Dokumen:
-------

JAKARTA, DanauToba.org ─ Selama ini PT Aquafarm Nusantara (disingkat Aquafarm) berkeliat bahwa mereka tidak mencemari Danau Toba dalam budidaya perikanan Keramba Jaring Apung (KJA). Namun, dalam persidangan Rabu !13/12/2017) kemarin, Aquafarm tidak berdaya ketika Saksi Fakta dari Penggugat, Yayasan Pencinta Danau Toba (YPDT), membongkar rahasia Aquafarm yang tidak pernah terungkap selama ini di PTUN Jakarta.
Holmes Hutapea yang menjadi saksi fakta, mantan koordinator penyelam Aquafarm, pada persidangan tersebut menyampaikan bahwa ia sudah menjadi penyelam dan ketika itu bekerja di Basarnas sejak 2004. Lalu pada 2008-2016, ia bekerja di Aquafarm. Satu KJA tipe CC milik Aquafarm ada yang mampu menampung 60-80 ribu ekor dan per harinya bisa memanen ikan paling sedikitnya 150 ton. Para karyawan diberi target untuk menabur pellet pada setiap KJA. Banyak ikan yang mati lalu tenggelam ke dasar Danau Toba dan ada yang mengambang di permukaan air Danau Toba. Banyak pula benda-benda seperti drum-drum yang diisi semen sebagai pemberat, net, dan kantong-kantong plastik yang dibuang ke Danau Toba dan ditenggelamkan ke dasar danau.
Pada saat menyelam, Holmes Hutapea juga melihat langsung bahwa sisa pellet yang jatuh tidak pernah ditampung, tetapi sedemikian mengambang dan sebagian tenggelam ke dasar danau. Ia menyatakan bahwa pihak Aquafarm belum membersihkan sampah-sampah atau limbah-limbah tersebut.
Selain Holmes Hutapea, YPDT menyiapkan 4 orang Saksi Fakta lain yang juga membuka banyak hal tentang masalah Keramba Jaring Apung (KJA).
Baca juga Kemenangan YPDT menggugat BKPM tentang izin Aquafarm:
PUTUSAN SENGKETA INFORMASI ANTARA YPDT DAN BKPM
Saksi Fakta C. F. Sidjabat
C. F. Sidjabat, salah satu warga yang sangat lama tinggal di pinggiran Danau Toba, khususnya di Silalahi, menceritakan bahwa air Danau Toba sampai tahun 1970an masih dapat diminum langsung dan digunakan untuk semua keperluan rumah tangga. Namun, di atas tahun 1970an mulai kotor oleh makin banyaknya sampah yang masuk ke Danau Toba. Meskipun demikian kami air Danau Toba masih sangat baik untuk mandi.
Sekitar tahun 2000an kualitas air Danau Toba sudah rusak karena sekitar akhir 1990an KJA masuk ke Silalahi.
Jika luas perairan yang dipenuhi KJA dibanding wilayah pariwisata maka kejadiannya sekarang makin mengkhawatirkan karena zona wisata makin dirembesi kotoran atau sisa pelet ikan, sehingga arus wisatawan makin berkurang. Ketika Danau Toba masih bersih airnya, sekitar 1.000-1.200 orang datang ke Silalahi yang terpusat di Desa Silalahi 2. Sementara sejak air kotor, arus pendatang makin berkurang hanya sekitar 300-400 orang di akhir minggu.

-------

Instruksi Tugas 1: Ringkaslah paragraf artikel tentang Danau Toba yang diawali kata "Jika luas perairan" menjadi beberapa poin singkat. Fakta utamanya harus tetap dipertahankan.
Artikel dan catatan ini merupakan bahan yang terpisah satu sama lain.

Baris-baris dari sebuah dataset:
-------

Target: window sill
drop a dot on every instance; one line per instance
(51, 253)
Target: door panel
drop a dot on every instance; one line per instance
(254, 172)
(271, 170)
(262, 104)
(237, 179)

-------

Instruksi Tugas 2: Ubah nama "instance" menjadi "object" dalam catatan, mulai dari baris yang memuat "Target: door panel" sampai dengan baris terakhir catatan. Tuliskan kembali baris-baris tersebut saja tanpa perubahan lain.

Jawaban Lengkap 1:
- Dibandingkan dengan wilayah pariwisata, luas perairan yang dipenuhi KJA kini makin mengkhawatirkan karena zona wisata makin dirembesi kotoran atau sisa pelet ikan.
- Akibatnya, arus wisatawan makin berkurang.
- Ketika air Danau Toba masih bersih, sekitar 1.000–1.200 orang datang ke Silalahi, terpusat di Desa Silalahi 2.
- Sejak air kotor, jumlah pendatang hanya sekitar 300–400 orang di akhir minggu.

Jawaban Lengkap 2:
Target: door panel
drop a dot on every object; one line per object
(254, 172)
(271, 170)
(262, 104)
(237, 179)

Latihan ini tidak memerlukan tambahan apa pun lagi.